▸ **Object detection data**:

====

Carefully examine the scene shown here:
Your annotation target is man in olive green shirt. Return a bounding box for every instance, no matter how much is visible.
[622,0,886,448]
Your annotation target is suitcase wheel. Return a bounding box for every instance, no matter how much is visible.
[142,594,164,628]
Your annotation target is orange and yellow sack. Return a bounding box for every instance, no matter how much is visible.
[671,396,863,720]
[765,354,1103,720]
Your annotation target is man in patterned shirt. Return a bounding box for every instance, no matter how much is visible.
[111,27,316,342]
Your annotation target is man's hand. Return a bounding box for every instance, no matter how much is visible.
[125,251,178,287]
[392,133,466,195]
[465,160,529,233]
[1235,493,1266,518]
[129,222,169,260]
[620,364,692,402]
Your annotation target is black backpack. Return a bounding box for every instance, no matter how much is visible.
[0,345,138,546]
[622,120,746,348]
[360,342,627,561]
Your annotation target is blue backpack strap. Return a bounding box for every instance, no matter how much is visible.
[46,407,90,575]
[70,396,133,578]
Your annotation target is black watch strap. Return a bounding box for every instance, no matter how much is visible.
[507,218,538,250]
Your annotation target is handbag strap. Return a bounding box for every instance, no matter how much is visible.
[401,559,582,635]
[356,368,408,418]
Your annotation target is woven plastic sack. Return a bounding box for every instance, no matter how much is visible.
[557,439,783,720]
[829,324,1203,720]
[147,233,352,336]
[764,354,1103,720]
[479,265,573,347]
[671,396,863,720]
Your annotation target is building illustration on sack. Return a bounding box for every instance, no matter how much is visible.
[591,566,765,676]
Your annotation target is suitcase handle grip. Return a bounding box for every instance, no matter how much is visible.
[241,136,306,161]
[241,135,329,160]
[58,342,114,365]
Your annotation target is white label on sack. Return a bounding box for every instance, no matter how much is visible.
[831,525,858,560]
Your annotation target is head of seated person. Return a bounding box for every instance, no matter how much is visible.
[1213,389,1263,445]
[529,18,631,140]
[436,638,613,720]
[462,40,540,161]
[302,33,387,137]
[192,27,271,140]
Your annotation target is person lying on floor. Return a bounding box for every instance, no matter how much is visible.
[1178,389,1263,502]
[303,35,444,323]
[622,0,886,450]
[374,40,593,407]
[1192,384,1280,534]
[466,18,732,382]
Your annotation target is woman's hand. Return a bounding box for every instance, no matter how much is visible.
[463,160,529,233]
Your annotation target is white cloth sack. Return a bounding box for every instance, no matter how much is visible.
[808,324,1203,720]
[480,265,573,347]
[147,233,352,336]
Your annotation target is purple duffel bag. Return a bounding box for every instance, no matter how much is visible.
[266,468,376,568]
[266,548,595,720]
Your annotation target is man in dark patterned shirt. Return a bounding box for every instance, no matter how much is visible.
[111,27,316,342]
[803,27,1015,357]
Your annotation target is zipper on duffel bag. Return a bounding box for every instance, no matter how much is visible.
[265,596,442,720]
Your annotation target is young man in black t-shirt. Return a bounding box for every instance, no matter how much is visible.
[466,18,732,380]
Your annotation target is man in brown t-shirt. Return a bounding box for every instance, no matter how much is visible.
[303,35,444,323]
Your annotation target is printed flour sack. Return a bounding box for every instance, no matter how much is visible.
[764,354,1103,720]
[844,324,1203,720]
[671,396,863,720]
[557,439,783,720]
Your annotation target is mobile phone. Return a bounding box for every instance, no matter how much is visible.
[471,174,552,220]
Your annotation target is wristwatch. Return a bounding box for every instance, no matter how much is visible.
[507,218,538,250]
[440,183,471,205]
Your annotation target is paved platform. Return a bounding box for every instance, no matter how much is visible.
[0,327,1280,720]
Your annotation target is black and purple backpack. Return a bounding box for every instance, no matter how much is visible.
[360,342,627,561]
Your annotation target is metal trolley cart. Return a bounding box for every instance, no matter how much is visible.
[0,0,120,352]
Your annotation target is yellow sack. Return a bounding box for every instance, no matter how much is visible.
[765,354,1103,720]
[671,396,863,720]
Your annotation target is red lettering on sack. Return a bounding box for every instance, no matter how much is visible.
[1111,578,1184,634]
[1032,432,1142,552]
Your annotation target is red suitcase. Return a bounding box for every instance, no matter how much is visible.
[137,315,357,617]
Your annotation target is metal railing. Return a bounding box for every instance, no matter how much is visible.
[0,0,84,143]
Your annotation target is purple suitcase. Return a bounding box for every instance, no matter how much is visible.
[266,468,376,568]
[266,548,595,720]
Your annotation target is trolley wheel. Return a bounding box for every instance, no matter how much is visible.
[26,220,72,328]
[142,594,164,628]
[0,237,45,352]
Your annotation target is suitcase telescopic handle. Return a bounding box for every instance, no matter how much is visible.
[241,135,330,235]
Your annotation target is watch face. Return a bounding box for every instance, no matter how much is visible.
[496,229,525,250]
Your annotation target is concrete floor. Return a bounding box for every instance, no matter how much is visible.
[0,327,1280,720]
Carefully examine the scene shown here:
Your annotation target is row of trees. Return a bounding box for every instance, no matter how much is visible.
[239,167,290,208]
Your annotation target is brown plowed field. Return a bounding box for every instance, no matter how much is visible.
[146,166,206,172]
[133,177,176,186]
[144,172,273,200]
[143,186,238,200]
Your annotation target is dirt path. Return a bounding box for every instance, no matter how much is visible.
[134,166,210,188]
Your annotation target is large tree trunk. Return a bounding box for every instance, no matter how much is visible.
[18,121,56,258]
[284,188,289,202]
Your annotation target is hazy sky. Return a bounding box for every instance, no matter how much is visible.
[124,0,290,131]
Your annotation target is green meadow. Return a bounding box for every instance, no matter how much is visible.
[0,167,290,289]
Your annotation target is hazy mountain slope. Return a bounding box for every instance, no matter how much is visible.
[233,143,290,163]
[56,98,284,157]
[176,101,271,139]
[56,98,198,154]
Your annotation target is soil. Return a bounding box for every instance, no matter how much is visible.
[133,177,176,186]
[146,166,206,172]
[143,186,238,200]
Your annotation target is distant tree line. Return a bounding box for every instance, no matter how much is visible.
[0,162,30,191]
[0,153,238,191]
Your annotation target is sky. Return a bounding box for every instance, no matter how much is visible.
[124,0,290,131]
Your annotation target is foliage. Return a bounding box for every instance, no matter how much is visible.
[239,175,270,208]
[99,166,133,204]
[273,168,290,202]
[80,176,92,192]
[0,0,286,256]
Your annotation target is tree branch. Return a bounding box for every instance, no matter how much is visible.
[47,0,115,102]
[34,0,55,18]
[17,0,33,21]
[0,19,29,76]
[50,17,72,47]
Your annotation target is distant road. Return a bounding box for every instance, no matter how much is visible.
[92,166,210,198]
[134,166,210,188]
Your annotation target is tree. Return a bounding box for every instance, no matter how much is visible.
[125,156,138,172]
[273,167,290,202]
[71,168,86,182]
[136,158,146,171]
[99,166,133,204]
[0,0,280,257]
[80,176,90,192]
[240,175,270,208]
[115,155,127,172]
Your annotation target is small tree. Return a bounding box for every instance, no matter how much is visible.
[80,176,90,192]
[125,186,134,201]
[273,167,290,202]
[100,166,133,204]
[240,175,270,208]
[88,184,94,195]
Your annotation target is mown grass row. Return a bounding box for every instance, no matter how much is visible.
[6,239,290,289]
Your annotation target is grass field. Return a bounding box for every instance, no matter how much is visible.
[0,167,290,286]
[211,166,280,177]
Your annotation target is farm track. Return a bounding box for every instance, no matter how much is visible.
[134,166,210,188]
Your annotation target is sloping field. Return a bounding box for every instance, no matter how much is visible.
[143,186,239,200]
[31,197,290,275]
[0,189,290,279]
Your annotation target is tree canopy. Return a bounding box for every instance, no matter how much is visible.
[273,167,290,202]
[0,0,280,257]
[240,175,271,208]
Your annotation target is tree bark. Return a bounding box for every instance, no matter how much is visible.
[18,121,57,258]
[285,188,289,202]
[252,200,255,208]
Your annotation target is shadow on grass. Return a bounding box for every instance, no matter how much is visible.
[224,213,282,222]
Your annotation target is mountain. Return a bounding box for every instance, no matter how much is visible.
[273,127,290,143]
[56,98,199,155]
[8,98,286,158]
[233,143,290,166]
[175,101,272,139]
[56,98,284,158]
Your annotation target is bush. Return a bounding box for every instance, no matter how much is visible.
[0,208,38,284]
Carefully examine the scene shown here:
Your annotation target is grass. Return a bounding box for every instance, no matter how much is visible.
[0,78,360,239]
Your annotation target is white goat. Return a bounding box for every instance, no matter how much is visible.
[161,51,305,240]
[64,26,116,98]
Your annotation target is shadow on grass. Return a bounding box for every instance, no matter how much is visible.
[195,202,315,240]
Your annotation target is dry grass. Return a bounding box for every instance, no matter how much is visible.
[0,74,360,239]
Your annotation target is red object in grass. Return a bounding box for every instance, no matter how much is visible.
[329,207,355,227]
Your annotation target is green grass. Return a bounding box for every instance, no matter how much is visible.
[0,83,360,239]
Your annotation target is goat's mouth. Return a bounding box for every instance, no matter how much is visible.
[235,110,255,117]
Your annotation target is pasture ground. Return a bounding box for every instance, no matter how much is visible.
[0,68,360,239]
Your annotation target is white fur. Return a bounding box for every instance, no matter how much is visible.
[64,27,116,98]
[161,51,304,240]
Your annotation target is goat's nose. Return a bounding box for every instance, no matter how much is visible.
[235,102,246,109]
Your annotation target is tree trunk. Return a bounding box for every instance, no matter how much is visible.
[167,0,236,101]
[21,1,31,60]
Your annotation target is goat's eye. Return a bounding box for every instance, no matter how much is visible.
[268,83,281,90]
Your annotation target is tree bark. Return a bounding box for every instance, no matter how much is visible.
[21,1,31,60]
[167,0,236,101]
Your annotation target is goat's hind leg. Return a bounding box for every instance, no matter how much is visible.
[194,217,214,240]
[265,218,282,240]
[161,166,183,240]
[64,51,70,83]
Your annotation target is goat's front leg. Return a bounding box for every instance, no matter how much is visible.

====

▸ **PROMPT**:
Recast the lines of the items above, from the line containing "Your annotation target is person" up to and including the line containing "[463,160,529,233]", as a JSON list of strings with one string per line and blank lines left out.

▸ **EXERCISE RESPONSE**:
[
  "Your annotation target is person lying on floor. Return a bounding box for every instance, no matter how much is visible.",
  "[1178,389,1263,502]",
  "[303,35,444,323]",
  "[622,0,886,450]",
  "[374,40,593,407]",
  "[1192,384,1280,534]",
  "[466,18,732,382]",
  "Your annotation target is woman's hand. Return a bounding box for every instance, no matter how much is visible.",
  "[463,160,529,233]"
]